> _CONSIGNE 1_: D'après l'extrait, quelle quantité de sol par hectare les épisodes pluvieux de 2022 ont-ils emportée sur les pentes les plus exposées ?
> _CONSIGNE 2_: Recopiez le passage de l'extrait de « Si le relief » à « Chambre d’Agriculture 71). » en remplaçant « Mâconnais » par « Beaujolais ».

Si le relief apporte identité et diversité, il pose aussi des défis concrets. Les agriculteurs et vignerons du Mâconnais y sont chaque année confrontés.

  • Érosion et ruissellement : Les épisodes pluvieux de 2022 ont entraîné une perte de 2 à 5 tonnes de sol par hectare sur les pentes les plus exposées, un chiffre inquiétant (chiffres Chambre d’Agriculture 71).
  • Risque de gel et de grêle : La diversité des altitudes protège certaines parcelles, en expose d’autres. Au printemps 2021, le gel a détruit localement jusqu’à 60 % de la récolte sur les bas de coteaux, moins sur les parties hautes (source : Bourgogne Aujourd’hui).
  • Difficulté de mécanisation : Sur les terroirs abrupts, le recours au cheval de trait ou à des chenillards est parfois indispensable, ce qui limite la taille optimale des parcelles.

Certains agriculteurs développent des pratiques de lutte contre l’érosion (installation de bandes enherbées, haies arbustives, drainage raisonné), tandis que des vignerons misent sur la complantation et la diversification des cépages pour s’adapter aux variants microclimatiques accrus par le changement global.

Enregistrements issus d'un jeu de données
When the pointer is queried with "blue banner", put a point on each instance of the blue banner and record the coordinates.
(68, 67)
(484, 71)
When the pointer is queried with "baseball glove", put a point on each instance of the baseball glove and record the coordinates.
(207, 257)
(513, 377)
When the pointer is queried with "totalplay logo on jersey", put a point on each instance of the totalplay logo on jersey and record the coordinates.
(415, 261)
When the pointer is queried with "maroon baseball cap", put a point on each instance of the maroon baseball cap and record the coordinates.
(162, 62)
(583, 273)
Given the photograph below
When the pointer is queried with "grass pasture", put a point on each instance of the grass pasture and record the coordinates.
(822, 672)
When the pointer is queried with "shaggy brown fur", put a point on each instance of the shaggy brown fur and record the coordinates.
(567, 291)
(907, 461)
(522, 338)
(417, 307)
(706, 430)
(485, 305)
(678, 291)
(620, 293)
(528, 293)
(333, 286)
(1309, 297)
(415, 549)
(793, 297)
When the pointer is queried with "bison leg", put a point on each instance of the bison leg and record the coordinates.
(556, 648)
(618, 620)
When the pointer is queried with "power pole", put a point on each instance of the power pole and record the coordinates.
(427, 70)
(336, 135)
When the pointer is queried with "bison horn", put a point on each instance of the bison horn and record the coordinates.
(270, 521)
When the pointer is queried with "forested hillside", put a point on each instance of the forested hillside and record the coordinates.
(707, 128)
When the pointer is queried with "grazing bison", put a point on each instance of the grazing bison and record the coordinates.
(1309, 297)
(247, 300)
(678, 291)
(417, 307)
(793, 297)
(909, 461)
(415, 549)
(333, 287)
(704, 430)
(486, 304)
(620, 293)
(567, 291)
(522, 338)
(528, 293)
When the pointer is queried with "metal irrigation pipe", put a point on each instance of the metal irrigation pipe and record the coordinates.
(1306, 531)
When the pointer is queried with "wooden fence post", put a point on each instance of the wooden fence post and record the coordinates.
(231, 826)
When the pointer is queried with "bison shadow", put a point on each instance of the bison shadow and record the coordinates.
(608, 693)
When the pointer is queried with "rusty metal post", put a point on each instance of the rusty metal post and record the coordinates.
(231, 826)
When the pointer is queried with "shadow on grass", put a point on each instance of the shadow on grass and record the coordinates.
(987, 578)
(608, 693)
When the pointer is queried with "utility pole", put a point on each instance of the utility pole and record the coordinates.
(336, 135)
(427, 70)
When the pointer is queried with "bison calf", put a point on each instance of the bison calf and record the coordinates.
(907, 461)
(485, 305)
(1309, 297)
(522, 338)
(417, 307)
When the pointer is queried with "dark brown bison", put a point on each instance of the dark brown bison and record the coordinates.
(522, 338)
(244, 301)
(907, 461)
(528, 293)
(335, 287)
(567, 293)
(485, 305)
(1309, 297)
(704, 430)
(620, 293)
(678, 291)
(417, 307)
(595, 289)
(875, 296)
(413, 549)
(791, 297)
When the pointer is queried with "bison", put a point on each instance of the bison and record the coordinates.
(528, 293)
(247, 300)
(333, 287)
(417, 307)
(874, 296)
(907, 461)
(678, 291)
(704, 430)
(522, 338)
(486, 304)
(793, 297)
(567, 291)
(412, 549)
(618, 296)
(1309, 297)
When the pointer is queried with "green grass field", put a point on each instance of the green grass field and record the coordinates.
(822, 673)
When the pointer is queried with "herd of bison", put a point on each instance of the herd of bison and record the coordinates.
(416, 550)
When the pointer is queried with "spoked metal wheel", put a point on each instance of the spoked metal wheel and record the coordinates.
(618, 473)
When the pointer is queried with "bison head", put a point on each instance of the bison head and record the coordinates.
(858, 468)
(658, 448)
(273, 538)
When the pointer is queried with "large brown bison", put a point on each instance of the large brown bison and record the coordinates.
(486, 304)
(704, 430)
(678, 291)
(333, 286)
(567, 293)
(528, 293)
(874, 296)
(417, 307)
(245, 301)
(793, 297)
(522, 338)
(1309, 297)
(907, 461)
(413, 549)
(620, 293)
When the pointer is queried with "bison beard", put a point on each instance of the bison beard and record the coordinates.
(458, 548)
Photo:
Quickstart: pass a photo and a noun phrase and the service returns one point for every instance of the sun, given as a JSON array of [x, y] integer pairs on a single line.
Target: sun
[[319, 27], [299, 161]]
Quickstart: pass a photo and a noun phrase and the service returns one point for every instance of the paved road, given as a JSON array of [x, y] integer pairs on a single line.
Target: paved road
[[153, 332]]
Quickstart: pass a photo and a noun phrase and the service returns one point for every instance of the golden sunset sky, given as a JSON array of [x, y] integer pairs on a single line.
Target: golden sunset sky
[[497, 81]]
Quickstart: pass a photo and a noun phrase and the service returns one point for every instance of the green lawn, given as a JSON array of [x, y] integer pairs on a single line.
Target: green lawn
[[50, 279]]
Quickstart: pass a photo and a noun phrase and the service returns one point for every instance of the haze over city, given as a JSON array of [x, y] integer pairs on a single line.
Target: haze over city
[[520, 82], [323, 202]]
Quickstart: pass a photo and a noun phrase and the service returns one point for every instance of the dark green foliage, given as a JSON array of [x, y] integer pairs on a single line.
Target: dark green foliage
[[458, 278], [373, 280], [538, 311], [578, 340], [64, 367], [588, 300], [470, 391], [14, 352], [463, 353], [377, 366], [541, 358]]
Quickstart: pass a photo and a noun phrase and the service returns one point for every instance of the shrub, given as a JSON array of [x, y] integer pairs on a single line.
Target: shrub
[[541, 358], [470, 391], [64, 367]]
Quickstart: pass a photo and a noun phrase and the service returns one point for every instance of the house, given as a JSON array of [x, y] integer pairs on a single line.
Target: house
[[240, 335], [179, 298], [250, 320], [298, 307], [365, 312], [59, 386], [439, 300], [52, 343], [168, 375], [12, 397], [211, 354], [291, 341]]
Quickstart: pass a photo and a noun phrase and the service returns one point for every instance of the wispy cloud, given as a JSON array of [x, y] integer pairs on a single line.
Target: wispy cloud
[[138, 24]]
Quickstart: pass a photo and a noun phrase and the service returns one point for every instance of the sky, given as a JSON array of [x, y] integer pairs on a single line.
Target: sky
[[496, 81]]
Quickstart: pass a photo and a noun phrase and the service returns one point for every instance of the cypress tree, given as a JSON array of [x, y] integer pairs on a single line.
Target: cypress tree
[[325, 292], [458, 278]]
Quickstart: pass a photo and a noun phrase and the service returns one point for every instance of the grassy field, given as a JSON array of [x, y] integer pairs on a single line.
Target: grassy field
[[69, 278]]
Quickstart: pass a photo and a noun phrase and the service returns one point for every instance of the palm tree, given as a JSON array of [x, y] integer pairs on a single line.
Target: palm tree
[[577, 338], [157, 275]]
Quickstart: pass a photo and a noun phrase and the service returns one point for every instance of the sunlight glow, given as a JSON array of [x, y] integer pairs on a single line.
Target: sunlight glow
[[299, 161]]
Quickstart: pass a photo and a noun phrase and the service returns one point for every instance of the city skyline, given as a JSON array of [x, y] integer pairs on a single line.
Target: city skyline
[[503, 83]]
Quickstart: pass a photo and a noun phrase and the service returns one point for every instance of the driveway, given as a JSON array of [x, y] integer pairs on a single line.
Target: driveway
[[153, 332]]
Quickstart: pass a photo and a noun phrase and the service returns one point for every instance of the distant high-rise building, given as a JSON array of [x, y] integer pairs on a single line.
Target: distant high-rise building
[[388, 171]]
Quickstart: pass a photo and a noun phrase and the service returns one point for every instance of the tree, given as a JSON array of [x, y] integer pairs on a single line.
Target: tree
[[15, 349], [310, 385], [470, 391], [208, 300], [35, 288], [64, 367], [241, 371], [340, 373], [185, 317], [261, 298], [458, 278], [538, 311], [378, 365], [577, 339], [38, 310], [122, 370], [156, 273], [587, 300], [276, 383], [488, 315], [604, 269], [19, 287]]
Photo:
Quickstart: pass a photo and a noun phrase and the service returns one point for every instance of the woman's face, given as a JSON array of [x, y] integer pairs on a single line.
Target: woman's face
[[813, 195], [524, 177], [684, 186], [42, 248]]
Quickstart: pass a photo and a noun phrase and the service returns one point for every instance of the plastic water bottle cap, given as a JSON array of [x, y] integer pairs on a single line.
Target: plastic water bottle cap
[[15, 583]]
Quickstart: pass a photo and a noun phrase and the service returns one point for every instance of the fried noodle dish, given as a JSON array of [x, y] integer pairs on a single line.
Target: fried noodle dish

> _CORRIGÉ 1_: De 2 à 5 tonnes de sol par hectare.

> _CORRIGÉ 2_:
Si le relief apporte identité et diversité, il pose aussi des défis concrets. Les agriculteurs et vignerons du Beaujolais y sont chaque année confrontés.

  • Érosion et ruissellement : Les épisodes pluvieux de 2022 ont entraîné une perte de 2 à 5 tonnes de sol par hectare sur les pentes les plus exposées, un chiffre inquiétant (chiffres Chambre d’Agriculture 71).